§ **EXERCISE INSTRUCTIONS**
Transcribe exactly the lines from the top of the records below through the line that holds "Annotate each instance of the car", both included, with no pictures.

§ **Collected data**
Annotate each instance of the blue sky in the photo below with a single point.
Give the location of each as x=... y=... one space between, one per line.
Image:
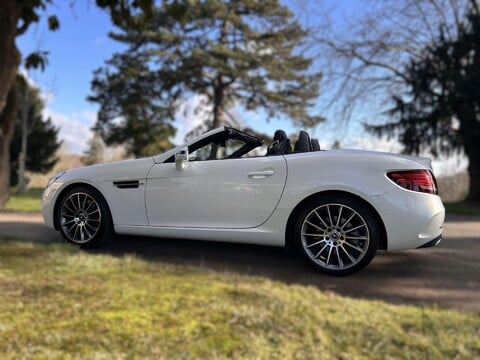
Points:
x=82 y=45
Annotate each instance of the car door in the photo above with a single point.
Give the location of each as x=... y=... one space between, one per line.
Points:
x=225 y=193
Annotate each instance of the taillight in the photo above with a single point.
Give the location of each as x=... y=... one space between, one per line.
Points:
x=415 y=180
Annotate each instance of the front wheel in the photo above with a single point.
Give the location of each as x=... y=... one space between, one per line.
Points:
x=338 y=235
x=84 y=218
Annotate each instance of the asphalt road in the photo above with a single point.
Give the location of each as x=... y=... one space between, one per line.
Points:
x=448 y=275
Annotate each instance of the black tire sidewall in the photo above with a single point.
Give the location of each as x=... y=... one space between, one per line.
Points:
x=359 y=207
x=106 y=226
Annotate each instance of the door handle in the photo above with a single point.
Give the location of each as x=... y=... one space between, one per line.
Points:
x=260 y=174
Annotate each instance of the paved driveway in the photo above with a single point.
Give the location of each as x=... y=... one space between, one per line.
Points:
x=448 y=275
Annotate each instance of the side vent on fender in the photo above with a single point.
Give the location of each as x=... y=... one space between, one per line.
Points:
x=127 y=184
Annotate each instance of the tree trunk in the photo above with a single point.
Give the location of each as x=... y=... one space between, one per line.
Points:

§ **WRITTEN RESPONSE**
Annotate each instance of the blue sky in the photo below with a single point.
Give the location of each as x=... y=... one space between, one per line.
Image:
Points:
x=82 y=45
Annotate each instance of the car door in the photo above with a single point.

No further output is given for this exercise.